What you have to do
Show each line from the listing that includes the word "branch".

Data
*** Begin section ***

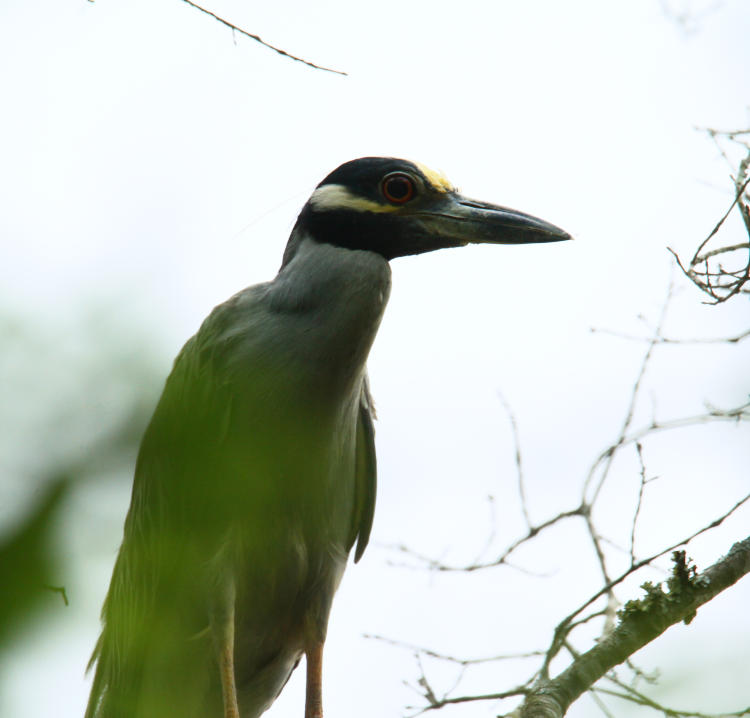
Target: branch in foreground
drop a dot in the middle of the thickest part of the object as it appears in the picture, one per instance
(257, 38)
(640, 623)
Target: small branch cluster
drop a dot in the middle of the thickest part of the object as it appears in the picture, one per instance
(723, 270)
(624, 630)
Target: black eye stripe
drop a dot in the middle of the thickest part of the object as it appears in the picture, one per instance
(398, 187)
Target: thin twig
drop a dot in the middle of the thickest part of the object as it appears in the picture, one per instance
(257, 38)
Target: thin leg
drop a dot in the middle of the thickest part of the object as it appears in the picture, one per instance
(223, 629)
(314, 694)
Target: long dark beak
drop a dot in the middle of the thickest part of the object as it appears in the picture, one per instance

*** End section ***
*** Begin section ***

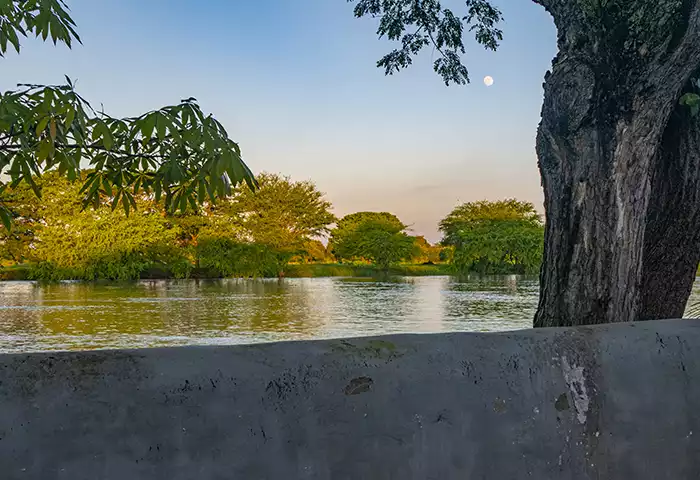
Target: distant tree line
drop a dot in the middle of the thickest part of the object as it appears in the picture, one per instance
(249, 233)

*** End section ***

Solution to this problem
Target: branch in foreground
Target: small branch cluster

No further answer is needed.